TASK DIRECTIONS: Take the line that contains "Would you mind marking the platform" and all lines after it, up to and including the last line of the data, and write them out exactly; nothing else belongs in the answer.

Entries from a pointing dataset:
<<<<

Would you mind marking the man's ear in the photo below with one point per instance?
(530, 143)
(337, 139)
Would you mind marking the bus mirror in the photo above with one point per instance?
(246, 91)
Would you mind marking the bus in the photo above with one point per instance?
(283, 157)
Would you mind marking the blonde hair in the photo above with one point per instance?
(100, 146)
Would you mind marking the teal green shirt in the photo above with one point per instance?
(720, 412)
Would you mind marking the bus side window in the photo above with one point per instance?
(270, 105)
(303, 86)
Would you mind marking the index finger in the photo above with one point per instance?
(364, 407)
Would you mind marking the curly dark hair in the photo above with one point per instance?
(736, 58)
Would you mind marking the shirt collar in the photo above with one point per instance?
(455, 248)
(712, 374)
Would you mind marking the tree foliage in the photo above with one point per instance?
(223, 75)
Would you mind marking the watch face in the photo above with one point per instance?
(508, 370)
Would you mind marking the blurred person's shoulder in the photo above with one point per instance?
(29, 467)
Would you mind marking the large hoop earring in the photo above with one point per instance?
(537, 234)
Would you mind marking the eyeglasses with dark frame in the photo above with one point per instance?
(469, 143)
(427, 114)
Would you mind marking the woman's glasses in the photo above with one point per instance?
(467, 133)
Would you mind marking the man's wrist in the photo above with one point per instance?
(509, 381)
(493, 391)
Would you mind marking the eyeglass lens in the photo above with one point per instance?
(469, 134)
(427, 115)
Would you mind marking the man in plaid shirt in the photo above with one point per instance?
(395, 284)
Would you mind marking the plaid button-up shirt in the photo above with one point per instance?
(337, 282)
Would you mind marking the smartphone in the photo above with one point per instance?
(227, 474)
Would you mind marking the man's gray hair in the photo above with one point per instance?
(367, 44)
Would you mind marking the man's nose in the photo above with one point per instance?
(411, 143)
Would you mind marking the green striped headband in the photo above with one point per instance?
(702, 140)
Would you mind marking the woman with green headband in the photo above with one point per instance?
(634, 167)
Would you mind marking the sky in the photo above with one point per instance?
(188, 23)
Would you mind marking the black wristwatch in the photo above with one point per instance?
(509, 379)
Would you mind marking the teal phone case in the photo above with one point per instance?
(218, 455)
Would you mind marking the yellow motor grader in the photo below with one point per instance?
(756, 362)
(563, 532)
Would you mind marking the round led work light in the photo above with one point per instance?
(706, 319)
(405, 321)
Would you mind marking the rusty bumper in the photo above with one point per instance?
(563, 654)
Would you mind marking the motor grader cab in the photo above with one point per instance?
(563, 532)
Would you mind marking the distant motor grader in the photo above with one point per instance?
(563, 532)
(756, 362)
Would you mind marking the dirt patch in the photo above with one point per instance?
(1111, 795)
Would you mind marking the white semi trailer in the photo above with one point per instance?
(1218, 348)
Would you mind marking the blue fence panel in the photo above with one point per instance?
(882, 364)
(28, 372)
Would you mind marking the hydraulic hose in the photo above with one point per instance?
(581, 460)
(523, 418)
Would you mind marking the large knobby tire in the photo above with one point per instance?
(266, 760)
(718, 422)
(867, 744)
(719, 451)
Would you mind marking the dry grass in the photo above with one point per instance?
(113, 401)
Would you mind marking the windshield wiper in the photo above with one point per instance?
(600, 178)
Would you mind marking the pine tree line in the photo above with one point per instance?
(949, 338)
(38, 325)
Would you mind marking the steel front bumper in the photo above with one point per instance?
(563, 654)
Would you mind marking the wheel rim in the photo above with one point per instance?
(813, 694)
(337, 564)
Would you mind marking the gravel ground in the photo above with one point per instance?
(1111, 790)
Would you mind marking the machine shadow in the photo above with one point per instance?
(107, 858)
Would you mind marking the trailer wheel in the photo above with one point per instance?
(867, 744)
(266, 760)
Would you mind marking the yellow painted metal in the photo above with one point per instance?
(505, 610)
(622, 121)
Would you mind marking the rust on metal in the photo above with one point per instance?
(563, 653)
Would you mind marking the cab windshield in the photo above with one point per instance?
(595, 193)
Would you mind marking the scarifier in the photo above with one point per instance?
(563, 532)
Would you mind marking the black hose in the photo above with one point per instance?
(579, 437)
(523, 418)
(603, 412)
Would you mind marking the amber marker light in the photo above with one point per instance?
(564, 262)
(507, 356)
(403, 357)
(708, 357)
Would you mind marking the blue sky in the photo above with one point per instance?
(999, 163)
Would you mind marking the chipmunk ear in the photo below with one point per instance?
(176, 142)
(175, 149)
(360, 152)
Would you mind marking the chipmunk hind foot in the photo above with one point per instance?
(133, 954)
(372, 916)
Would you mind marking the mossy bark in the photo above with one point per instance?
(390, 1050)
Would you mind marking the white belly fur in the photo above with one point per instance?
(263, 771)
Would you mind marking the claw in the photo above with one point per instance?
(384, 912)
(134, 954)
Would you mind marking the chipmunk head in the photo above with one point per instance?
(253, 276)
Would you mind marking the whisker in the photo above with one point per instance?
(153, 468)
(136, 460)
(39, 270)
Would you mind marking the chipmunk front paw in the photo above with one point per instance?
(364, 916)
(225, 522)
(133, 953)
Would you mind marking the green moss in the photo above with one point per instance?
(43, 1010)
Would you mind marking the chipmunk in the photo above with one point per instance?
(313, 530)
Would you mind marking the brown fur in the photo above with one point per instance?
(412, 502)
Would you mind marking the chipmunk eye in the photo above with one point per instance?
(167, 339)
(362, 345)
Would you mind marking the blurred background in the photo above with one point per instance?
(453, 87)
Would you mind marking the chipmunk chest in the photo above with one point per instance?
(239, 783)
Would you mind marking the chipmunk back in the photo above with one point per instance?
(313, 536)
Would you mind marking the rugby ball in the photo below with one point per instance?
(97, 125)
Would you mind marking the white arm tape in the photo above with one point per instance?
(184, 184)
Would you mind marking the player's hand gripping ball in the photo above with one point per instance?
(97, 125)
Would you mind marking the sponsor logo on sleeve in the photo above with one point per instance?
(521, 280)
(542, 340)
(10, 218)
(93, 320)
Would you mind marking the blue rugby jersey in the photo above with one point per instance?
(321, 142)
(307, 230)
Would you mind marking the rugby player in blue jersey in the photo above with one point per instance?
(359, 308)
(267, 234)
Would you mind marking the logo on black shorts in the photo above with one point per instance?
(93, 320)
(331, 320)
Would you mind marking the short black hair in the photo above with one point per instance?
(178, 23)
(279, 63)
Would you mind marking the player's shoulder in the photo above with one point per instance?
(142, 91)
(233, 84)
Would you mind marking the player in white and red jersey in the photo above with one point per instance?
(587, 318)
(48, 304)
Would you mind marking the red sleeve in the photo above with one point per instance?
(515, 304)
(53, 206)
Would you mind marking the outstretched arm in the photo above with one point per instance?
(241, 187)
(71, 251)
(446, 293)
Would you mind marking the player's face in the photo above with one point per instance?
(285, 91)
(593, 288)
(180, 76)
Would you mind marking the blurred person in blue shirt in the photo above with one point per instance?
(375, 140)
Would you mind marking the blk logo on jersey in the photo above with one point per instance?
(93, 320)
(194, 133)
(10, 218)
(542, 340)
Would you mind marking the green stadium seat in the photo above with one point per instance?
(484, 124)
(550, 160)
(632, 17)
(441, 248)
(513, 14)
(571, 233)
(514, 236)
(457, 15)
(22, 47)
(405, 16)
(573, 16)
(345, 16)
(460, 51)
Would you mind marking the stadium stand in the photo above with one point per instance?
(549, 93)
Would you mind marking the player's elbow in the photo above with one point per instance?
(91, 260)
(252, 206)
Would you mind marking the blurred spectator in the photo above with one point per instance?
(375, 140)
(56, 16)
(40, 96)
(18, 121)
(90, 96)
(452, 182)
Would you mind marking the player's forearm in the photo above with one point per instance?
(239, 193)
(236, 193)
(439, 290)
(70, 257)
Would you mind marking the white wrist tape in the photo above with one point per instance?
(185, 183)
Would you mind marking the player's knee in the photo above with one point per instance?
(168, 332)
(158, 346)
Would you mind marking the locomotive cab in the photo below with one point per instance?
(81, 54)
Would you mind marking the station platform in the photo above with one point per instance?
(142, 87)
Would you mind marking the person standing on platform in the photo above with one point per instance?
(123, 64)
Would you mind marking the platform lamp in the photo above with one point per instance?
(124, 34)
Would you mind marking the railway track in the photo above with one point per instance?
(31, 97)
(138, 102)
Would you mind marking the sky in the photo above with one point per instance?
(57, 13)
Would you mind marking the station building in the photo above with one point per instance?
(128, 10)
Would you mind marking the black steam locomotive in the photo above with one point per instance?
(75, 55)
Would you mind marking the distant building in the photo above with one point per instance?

>>>>

PROBLEM SOLUTION:
Would you mind marking the platform lamp in the photo above with one point per instance?
(124, 34)
Would you mind marking the railway track in the photo above with one point per instance?
(31, 97)
(138, 102)
Would you mind marking the sky in the photo above with one point per instance?
(57, 13)
Would you mind marking the station building in the photo above with one point per instance?
(128, 10)
Would you mind marking the black steam locomotive in the photo above with one point per instance?
(75, 55)
Would you mind marking the distant building in the photo above with one point per instance?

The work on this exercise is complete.